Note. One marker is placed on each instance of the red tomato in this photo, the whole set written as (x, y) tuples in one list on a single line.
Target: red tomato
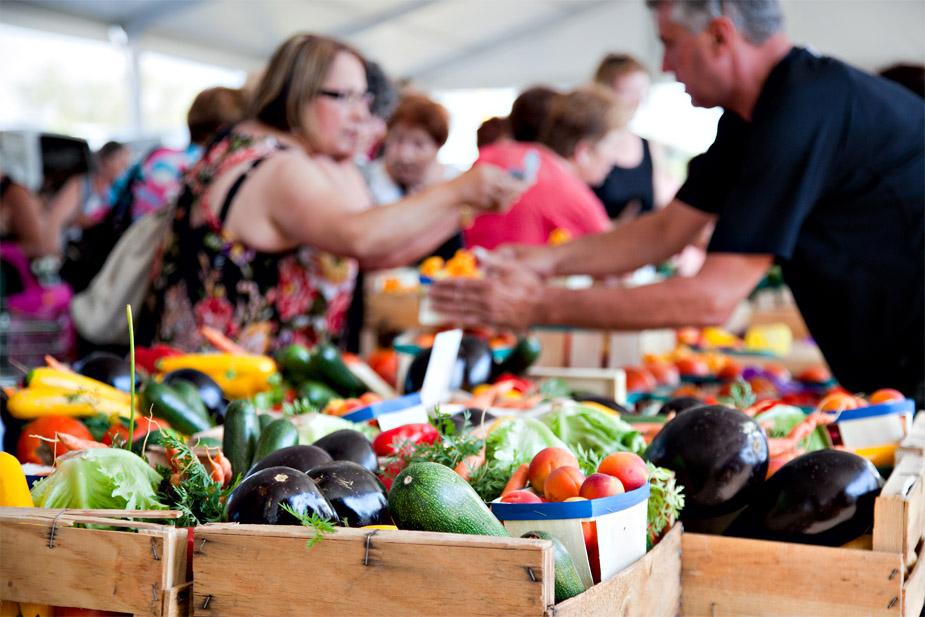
[(27, 447)]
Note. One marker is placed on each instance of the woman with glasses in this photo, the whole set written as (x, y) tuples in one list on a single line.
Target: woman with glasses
[(275, 219)]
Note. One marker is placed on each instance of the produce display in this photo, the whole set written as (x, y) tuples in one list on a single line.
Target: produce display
[(226, 436)]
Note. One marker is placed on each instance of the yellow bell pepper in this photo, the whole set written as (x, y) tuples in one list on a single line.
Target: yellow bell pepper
[(36, 402), (14, 490), (52, 379)]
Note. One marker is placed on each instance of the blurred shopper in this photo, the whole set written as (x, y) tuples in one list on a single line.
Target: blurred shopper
[(575, 149), (83, 201), (493, 130), (816, 165), (274, 220), (638, 182)]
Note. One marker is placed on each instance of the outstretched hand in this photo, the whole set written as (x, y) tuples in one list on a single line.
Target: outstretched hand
[(509, 296)]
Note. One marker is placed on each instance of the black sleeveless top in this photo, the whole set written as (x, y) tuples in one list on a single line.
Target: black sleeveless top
[(623, 187)]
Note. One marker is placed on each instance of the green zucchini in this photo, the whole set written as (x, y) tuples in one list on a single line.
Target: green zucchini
[(279, 434), (170, 405), (239, 441)]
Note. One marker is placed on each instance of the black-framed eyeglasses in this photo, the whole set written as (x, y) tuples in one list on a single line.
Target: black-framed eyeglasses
[(349, 98)]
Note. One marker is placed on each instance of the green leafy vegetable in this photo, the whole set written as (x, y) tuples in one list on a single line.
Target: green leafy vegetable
[(100, 478), (592, 429), (666, 500), (319, 524)]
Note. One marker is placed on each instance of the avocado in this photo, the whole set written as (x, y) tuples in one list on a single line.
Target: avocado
[(568, 583), (431, 497)]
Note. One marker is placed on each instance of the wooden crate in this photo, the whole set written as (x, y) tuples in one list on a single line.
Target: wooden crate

• • • • • • •

Print all of the lines above word for word, and leave out the pictures.

Note. One marker is placed on each instance of the red tomato in this photo, the whole set written as (x, y) tuples in one list on a single line.
Target: red tomato
[(27, 447)]
Note. One marker is placed on each instance of the woman with glasses in this photo, the whole set written as (x, y) tuples in one list on a single line.
Target: woman with glasses
[(275, 219)]
Note. One marker is placed on each instance of the produce display in this photo, the whole set written as (x, y) tuples in one list on a single line.
Target: produce display
[(226, 436)]
Note. One marker is placed on each instance of the yellow bell pepper in this photo, the whole set written as (x, y) tuples in one list on a single line.
Target: yellow bell pepper
[(36, 402), (14, 490), (52, 379)]
Note. One marker is placed on each instance of the blurred shopper in this photo, the whole set written as (x, y) tuples in one list on a single line.
Target: blurred shopper
[(575, 149), (83, 201), (493, 130), (816, 165), (274, 220), (638, 182)]
Note. One marker is placed on each instance of the outstretched hand in this photo, the whole set written as (x, y) tuples in one list on a single line.
Target: outstretched hand
[(509, 296)]
Note. One marker is placed on each instance of the black sleeveless top in this photo, the whole set written as (x, y) tuples in one list on a single line.
Target: black sleeveless top
[(623, 187)]
Note. One marker is placed on each instance of the green zucchini in this photo, the whole set written as (x, y) tuples in one list on a single line.
Target: green zucchini
[(279, 434), (170, 405), (239, 441)]
Note. One marker is placed on each instance of the black-framed eyeglasses in this photo, the whole set written as (x, y) tuples in one list on a single line.
Target: black-framed eyeglasses
[(349, 98)]
Note. One marker is placed on each instance of the green leafy vegetable in this photo, the whole set written as (x, y) tuples in one list on a single line.
Target: green leafy vegetable
[(100, 478), (592, 429), (666, 500), (319, 524)]
Note. One marker is placed on each instance of the avocado in this photo, the whole set written as (x, y) tuples in one list on a single line.
Target: avocado
[(568, 583), (431, 497)]
Note. One marker is placed on each instance of the wooden crate in this photo, the whole set written as (x, y) tuples in one list on a single line.
Target: wooden crate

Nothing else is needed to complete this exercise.